EXERCISE DATA:
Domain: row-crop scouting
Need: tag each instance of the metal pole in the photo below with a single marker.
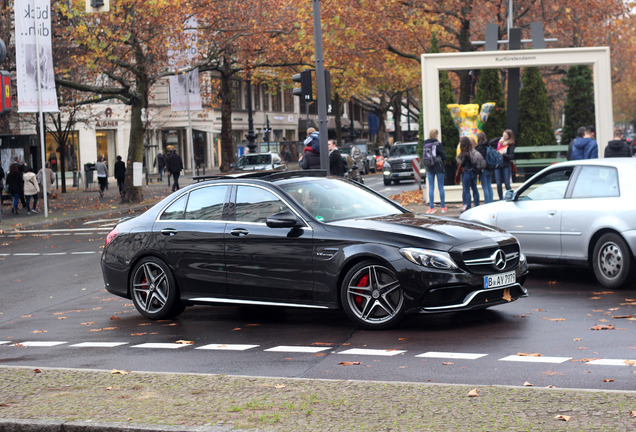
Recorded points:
(321, 88)
(190, 143)
(38, 79)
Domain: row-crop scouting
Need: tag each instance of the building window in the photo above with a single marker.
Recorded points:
(276, 100)
(289, 100)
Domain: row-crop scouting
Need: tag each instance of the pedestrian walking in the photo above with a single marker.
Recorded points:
(31, 189)
(470, 172)
(434, 151)
(120, 174)
(503, 175)
(618, 147)
(160, 163)
(102, 175)
(174, 166)
(15, 185)
(585, 147)
(336, 164)
(486, 176)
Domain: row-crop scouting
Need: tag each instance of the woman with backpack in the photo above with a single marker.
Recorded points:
(468, 161)
(486, 176)
(433, 158)
(506, 147)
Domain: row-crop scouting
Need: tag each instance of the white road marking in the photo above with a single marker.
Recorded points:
(98, 344)
(160, 345)
(227, 347)
(40, 343)
(535, 359)
(361, 351)
(298, 349)
(448, 355)
(613, 362)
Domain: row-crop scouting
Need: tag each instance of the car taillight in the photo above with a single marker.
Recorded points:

WHAT THE TASK ASKS: If an entry above holds a picture, leave that picture out and print the rest exactly.

RESPONSE BELOW:
Domain: row-crop scouting
Need: tag each instance of the metal pole in the photo below with a single marker.
Recorded points:
(321, 88)
(190, 143)
(38, 79)
Domain: row-crop scouting
Need: tag each instance of the building window in the photo above with a single marker.
Recorded points:
(276, 100)
(289, 100)
Domain: row-crop scouting
Need: tag each instance of the pedestrian walking in the photo above with a single marker.
Recorded points:
(31, 189)
(470, 172)
(434, 151)
(120, 174)
(503, 175)
(618, 147)
(160, 163)
(102, 175)
(174, 166)
(15, 185)
(585, 147)
(336, 164)
(486, 176)
Domain: row-crop scouting
Need: tag each instance of the woman with backpack in the photo above with a single marker.
Recorded points:
(468, 161)
(486, 176)
(433, 158)
(506, 147)
Domain: row-crop scouting
Need: tag each instance of the white road marking in the photo above with a single marker.
Recorded points:
(98, 344)
(160, 345)
(227, 347)
(40, 343)
(535, 359)
(361, 351)
(298, 349)
(448, 355)
(613, 362)
Domain: row-crop scouting
Need: tag each instance of the car taillight in the photo above with a single marker.
Recorded points:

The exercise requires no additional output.